WRITTEN TASK »
Go through the records underneath and write each one out again exactly.

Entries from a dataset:
|---|
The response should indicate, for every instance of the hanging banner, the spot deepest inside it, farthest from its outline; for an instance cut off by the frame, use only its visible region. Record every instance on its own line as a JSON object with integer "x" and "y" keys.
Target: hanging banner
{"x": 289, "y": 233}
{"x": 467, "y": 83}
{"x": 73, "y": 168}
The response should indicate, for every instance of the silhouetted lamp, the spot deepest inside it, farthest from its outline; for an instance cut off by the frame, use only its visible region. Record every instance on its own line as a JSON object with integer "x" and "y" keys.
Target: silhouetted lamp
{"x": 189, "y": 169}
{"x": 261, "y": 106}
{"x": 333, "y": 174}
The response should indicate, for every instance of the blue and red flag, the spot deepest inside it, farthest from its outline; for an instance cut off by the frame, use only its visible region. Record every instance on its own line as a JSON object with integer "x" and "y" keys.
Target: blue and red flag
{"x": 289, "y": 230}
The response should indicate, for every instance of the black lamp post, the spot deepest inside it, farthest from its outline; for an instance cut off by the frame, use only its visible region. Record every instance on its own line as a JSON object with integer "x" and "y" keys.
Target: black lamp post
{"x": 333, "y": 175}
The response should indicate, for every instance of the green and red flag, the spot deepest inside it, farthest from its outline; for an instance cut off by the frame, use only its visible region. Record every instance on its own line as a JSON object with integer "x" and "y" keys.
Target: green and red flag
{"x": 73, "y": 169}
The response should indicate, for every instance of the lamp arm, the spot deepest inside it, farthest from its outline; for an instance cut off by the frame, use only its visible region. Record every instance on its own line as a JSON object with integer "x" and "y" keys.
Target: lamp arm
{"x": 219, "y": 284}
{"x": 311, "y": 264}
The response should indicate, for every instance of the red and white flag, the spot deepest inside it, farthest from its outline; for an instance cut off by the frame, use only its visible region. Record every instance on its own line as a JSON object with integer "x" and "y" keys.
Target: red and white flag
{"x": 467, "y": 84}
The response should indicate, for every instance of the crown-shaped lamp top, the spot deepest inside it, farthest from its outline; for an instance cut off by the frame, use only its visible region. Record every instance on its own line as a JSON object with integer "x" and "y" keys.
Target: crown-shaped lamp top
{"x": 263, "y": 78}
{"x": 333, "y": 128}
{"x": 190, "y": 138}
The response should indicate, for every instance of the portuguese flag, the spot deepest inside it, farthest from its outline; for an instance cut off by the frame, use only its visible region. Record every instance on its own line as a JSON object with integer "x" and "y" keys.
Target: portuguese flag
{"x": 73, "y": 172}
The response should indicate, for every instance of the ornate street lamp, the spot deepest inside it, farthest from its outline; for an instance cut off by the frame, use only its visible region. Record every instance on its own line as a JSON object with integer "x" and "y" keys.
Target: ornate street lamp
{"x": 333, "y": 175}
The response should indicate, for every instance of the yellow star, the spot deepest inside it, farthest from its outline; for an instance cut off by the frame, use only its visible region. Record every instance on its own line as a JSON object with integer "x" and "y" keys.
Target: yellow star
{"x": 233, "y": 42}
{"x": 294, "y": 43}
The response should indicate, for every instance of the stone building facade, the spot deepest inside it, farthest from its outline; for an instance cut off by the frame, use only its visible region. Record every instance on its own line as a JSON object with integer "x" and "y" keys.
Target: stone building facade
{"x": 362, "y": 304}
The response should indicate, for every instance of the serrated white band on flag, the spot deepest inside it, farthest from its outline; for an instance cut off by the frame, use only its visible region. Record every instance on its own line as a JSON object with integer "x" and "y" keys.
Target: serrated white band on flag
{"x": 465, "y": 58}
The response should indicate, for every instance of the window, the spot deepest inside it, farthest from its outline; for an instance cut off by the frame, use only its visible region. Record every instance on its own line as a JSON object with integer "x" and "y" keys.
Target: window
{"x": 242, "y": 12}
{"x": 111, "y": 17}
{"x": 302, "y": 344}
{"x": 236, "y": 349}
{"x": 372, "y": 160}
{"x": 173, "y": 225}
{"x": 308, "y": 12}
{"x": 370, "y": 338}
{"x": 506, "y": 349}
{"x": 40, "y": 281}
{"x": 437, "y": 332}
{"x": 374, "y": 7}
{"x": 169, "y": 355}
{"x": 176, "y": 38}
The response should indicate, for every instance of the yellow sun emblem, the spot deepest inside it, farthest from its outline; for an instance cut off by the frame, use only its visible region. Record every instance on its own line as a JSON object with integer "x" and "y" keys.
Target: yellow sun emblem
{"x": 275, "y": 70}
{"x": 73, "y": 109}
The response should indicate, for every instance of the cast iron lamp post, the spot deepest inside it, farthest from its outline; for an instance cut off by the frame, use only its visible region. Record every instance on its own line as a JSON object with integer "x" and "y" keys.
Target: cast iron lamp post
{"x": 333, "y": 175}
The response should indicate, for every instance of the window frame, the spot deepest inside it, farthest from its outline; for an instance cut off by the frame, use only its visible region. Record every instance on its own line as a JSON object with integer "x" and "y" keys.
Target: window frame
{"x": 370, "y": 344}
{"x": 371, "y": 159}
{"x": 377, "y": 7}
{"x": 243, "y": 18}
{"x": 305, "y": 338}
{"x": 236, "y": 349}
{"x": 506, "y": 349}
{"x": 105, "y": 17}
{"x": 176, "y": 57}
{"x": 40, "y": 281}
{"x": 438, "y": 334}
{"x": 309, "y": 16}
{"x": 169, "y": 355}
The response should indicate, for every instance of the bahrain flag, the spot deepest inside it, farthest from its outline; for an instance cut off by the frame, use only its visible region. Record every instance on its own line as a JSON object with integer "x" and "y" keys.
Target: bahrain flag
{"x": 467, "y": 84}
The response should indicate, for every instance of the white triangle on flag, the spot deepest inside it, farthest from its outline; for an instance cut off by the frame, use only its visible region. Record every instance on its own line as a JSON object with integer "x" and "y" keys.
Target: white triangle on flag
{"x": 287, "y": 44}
|---|
FULL SOLUTION »
The response should indicate, for every instance of the hanging banner, the spot deepest inside it, farthest from its outline; for an instance cut off by the frame, use only its visible region. Record every instance on its own line as a JSON object with integer "x" and "y" keys.
Target: hanging banner
{"x": 289, "y": 233}
{"x": 467, "y": 83}
{"x": 73, "y": 168}
The response should indicate, for every instance of the silhouetted lamp, the spot deepest inside it, farthest from its outline; for an instance cut off by the frame, use only its visible region. Record every instance on its own line as a JSON object with integer "x" and "y" keys.
Target: silhouetted lamp
{"x": 189, "y": 169}
{"x": 261, "y": 106}
{"x": 333, "y": 174}
The response should indicate, for every instance of the blue and red flag, the spot deepest inside it, farthest from its outline; for an instance cut off by the frame, use only its visible region. Record every instance on its own line as a JSON object with integer "x" and "y" keys.
Target: blue and red flag
{"x": 289, "y": 230}
The response should indicate, for every instance of the black lamp post, the spot deepest inside it, farthest from its outline; for an instance cut off by the frame, use only its visible region. Record every instance on its own line as a JSON object with integer "x" and "y" keys.
Target: black lamp post
{"x": 333, "y": 175}
The response should indicate, for every instance of the green and red flag, the spot deepest inside it, farthest from its outline; for an instance cut off by the frame, use only its visible region. Record every instance on its own line as a JSON object with integer "x" and "y" keys.
Target: green and red flag
{"x": 73, "y": 169}
The response should indicate, for every instance of the lamp arm, the spot deepest inside it, farthest from its outline; for an instance cut off by the frame, use only its visible region. Record every instance on its own line as a JSON object with integer "x" and "y" keys.
Target: lamp arm
{"x": 219, "y": 284}
{"x": 311, "y": 264}
The response should indicate, for every instance of the red and white flag, the spot deepest inside it, farthest from its outline; for an instance cut off by the frame, use only its visible region. Record every instance on its own line as a JSON object with integer "x" and "y" keys.
Target: red and white flag
{"x": 467, "y": 84}
The response should indicate, for every instance of the crown-shaped lamp top, the spot deepest inside it, farthest from its outline; for an instance cut off by the frame, use only its visible region. Record every instance on its own line as a JSON object with integer "x" and "y" keys.
Target: crown-shaped lamp top
{"x": 263, "y": 78}
{"x": 333, "y": 128}
{"x": 190, "y": 138}
The response should indicate, for every instance of the portuguese flag, the spot deepest inside it, farthest from its outline; for an instance cut off by the frame, use only its visible region. Record every instance on its own line as a JSON object with integer "x" and "y" keys.
Target: portuguese flag
{"x": 73, "y": 172}
The response should indicate, for every instance of the ornate street lamp, the spot deepest inside it, farthest from its outline; for an instance cut off by the frame, use only its visible region. Record every instance on its own line as a JSON object with integer "x" and "y" keys.
Target: ornate street lamp
{"x": 333, "y": 175}
The response should indicate, for every instance of the yellow star, the spot deepest inside it, farthest from its outline; for an instance cut off by the frame, use only its visible region. Record every instance on its own line as a JSON object with integer "x" and "y" keys.
Target: yellow star
{"x": 233, "y": 42}
{"x": 294, "y": 43}
The response should indicate, for every instance of the stone building facade, the spot deepest inside it, farthest from its outline; for an instance cut off by the frame, use only its visible region. Record every instance on its own line as a JSON object with integer "x" and "y" keys.
Target: stone building facade
{"x": 362, "y": 304}
The response should indicate, for every instance of the serrated white band on flag, the spot deepest inside it, farthest from its outline; for an instance cut off by the frame, use only its visible region. Record every instance on its own line as a JSON object with integer "x" and "y" keys.
Target: serrated white band on flag
{"x": 465, "y": 58}
The response should indicate, for every instance of the window, the spot deepest inside it, farthest from its outline; for an instance cut off by the frame, use only its visible region. Record every instance on its own line as a JSON object with integer "x" and "y" keys.
Target: window
{"x": 242, "y": 12}
{"x": 111, "y": 17}
{"x": 302, "y": 344}
{"x": 236, "y": 349}
{"x": 372, "y": 160}
{"x": 173, "y": 225}
{"x": 308, "y": 12}
{"x": 370, "y": 338}
{"x": 506, "y": 349}
{"x": 40, "y": 281}
{"x": 437, "y": 332}
{"x": 374, "y": 7}
{"x": 169, "y": 355}
{"x": 176, "y": 38}
The response should indicate, for every instance of the yellow sun emblem, the spot deepest inside it, farthest from its outline; for an instance cut off by the frame, use only its visible region. Record every instance on its own line as a JSON object with integer "x" and "y" keys.
Target: yellow sun emblem
{"x": 275, "y": 70}
{"x": 73, "y": 109}
The response should indicate, for every instance of the cast iron lamp post, the spot deepest inside it, farthest from its outline; for an instance cut off by the frame, use only its visible region. Record every instance on its own line as a JSON object with integer "x" and "y" keys.
Target: cast iron lamp post
{"x": 333, "y": 175}
The response should indicate, for every instance of the window frame, the spot deepest inside it, farthest from its outline; for an instance cut off by the frame, use only its visible region. Record every instance on its own line as a JSON object with integer "x" and "y" keys.
Target: window frame
{"x": 370, "y": 344}
{"x": 371, "y": 159}
{"x": 377, "y": 7}
{"x": 243, "y": 18}
{"x": 305, "y": 338}
{"x": 236, "y": 349}
{"x": 506, "y": 349}
{"x": 105, "y": 17}
{"x": 176, "y": 57}
{"x": 40, "y": 281}
{"x": 438, "y": 334}
{"x": 309, "y": 16}
{"x": 169, "y": 355}
The response should indicate, for every instance of the bahrain flag, the spot deepest inside it, farthest from its outline; for an instance cut off by the frame, use only its visible region. Record every instance on its own line as a JSON object with integer "x" and "y" keys.
Target: bahrain flag
{"x": 467, "y": 84}
The response should indicate, for every instance of the white triangle on flag, the spot deepest inside it, farthest from its outline; for an instance cut off by the frame, use only its visible region. Record every instance on its own line as a JSON object with integer "x" and "y" keys.
Target: white triangle on flag
{"x": 287, "y": 44}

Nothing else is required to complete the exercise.